Fact remains that this list is loaded with players set to debut in 2023. One downside of a tank-tastic rebuild is the timeline crunch. Pittsburgh has too many good-not-great youngsters to play at any given time. We saw some of that in 2022 when the club would call up a prospect and let him ride the bench or make him walk the plank like Captain Jack Suwinksi. It’ll take a lot of skill and a little luck to separate playing time winners from losers and build a sea-worthy vessel from this veritable forest of prospects. 

 

1. C/OF Endy Rodriguez | 22 | AAA | 2023

Rodriguez is nearing the end of his minor league journey. In a real-world scenario, he’s probably the Opening Day catcher for this team. Pittsburgh punted in all sorts of creative ways last year, so the chances of Endy breaking camp with the big club are minuscule. It’ll probably be Jason Delay and his 53 wRC+ or Tyler Heineman and his 57 wRC+. You never know, though. If Pittsburgh suddenly decided to give a shit about wins and losses, they could field something resembling a competitive ballclub. Johan Oviedo was a big find for the rotation. Mitch Keller seemed to break through into something approaching functionality. Roansy Contreras is already good fresh off his 23rd birthday.

[Coordinate annotation entries]
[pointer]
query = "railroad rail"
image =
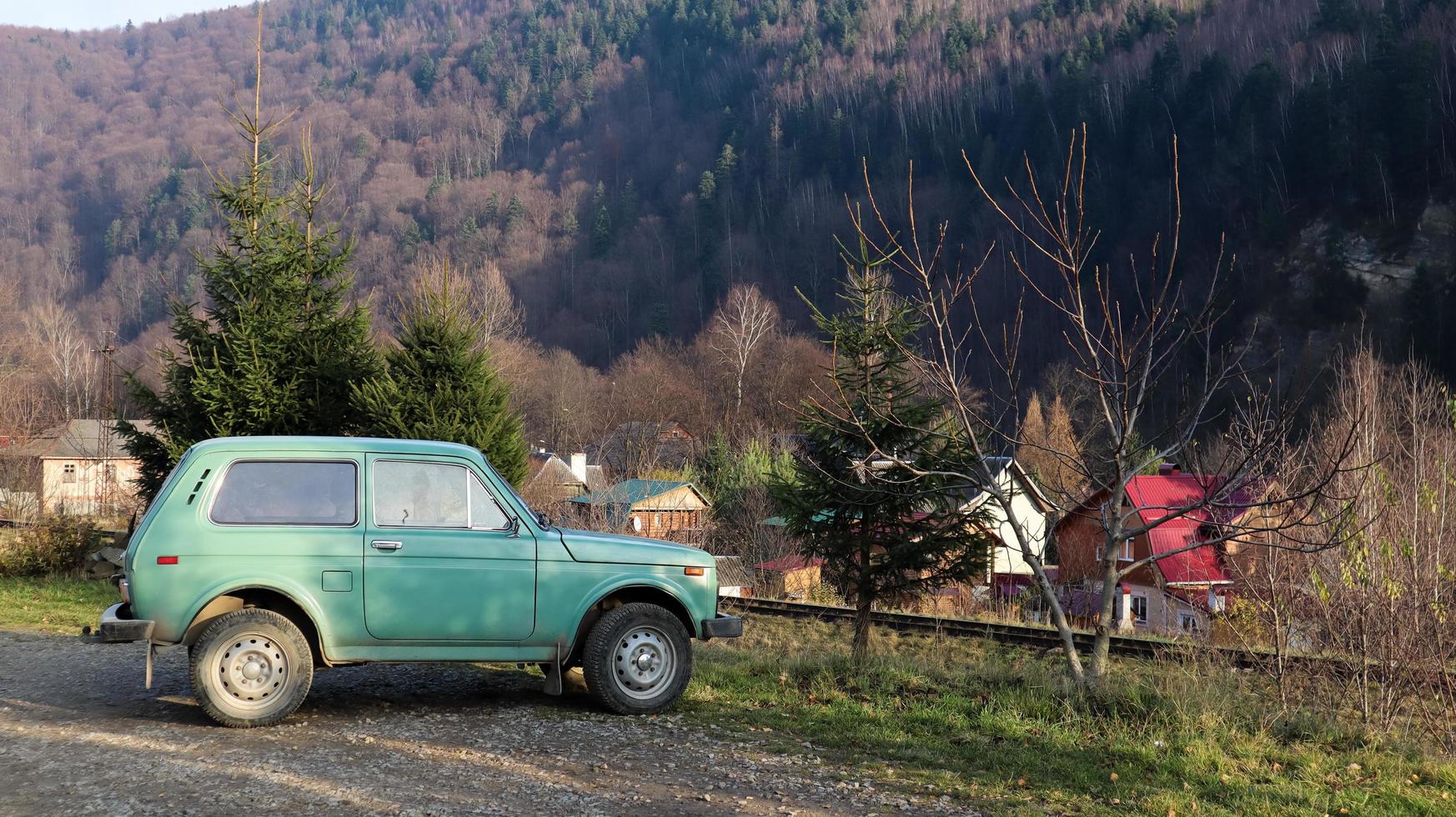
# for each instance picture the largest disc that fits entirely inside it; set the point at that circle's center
(1021, 635)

Request:
Write the continuation of the Pittsburgh prospect list, starting right after its last sentence. The records are separate material and not part of the Pittsburgh prospect list.

Exercise result:
If you put the switch-hitting Rodriguez behind the plate and in the middle of that lineup, the whole team looks about 50 percent better. The athletic 6’0” 170 lb former Mets farmhand played a fair bit of outfield in 2022 but looks smooth behind the plate. His bat is racing his glove to the majors, and the presence of number one pick Henry Davis complicates the issue further, but it might help them both to share the workload and kick over to DH or left field on off-days. Rodriguez is a better baseball athlete than Davis and a more versatile defender, so he might find himself in the ideal fantasy catcher spot, escaping the rigors of daily dish duty while finding his way into the lineup much more than the average backstop. In 31 Double-A games last year, Rodriguez popped eight home runs and slashed .356/.442/.678 with an impressive 13-to-15.2 percent walk-to-strikeout rate. He finished the year with a week in Triple-A, where he collected eight RBI in six games and slugged .773. In short, he is ready.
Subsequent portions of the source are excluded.